§ TEXT SECTION:
It is reasonable to treat the expanding cosmic black hole horizon at radius R_t (the time-dependent Schwarzschild radius correlated to the increasing Schwarzschild mass M_t) as a membrane of area $\text{4}\pi R_t^2$ . One can view this boundary surface (hereafter referred to as the “boundary”) as continually radiating a Hawking temperature (see Haug & Tatum for details). Thus, this temperature smoothly declines as the cosmic black hole smoothly grows in mass and expands adiabatically.

We can also, according to the holographic principle of Susskind and ‘t Hooft [13] , treat the boundary as a conceptually separate entity in comparison to the black hole interior (hereafter referred to as the “bulk”). Therefore, we are entitled to view the boundary as starting out, in the Planck mass epoch, with the Planck energy value of a single Planck mass micro black hole equal to m_Pc² equal to 1.9561 × 10⁹ J. The Planck epoch temperature T_P of this $\text{16}\pi l_P^2$ membrane is equal to 5.65 × 10³⁰ K (see Haug & Tatum, their Equation (6)), which can be compared to a $\text{4}\pi l_P^2$ (i.e., according to a single Planck length Schwarzschild radius) boundary membrane temperature of $h^{1/2}{c}^{5/2}{G}^{-1/2}{k}_b^{-1}$ equal to 1.4168 × 10³² K, the classical Planck temperature (see Buczyna et al. reference [12] on Planck units).

§ OBJECTIVES:
• 1. Write out the passage on the cosmic black hole boundary word for word, starting at "It is reasonable" and ending at "and expands adiabatically.".
• 2. List every numerical value that the passage on the cosmic black hole boundary states together with a unit of measurement.

§ GIVEN DATA:
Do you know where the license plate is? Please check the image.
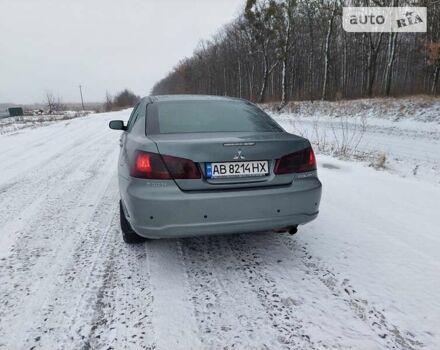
[205,160,269,178]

§ RESPONSES IN ORDER:
• 1.
It is reasonable to treat the expanding cosmic black hole horizon at radius R_t (the time-dependent Schwarzschild radius correlated to the increasing Schwarzschild mass M_t) as a membrane of area $\text{4}\pi R_t^2$ . One can view this boundary surface (hereafter referred to as the “boundary”) as continually radiating a Hawking temperature (see Haug & Tatum for details). Thus, this temperature smoothly declines as the cosmic black hole smoothly grows in mass and expands adiabatically.

• 2.
1.9561 × 10⁹ J
5.65 × 10³⁰ K
1.4168 × 10³² K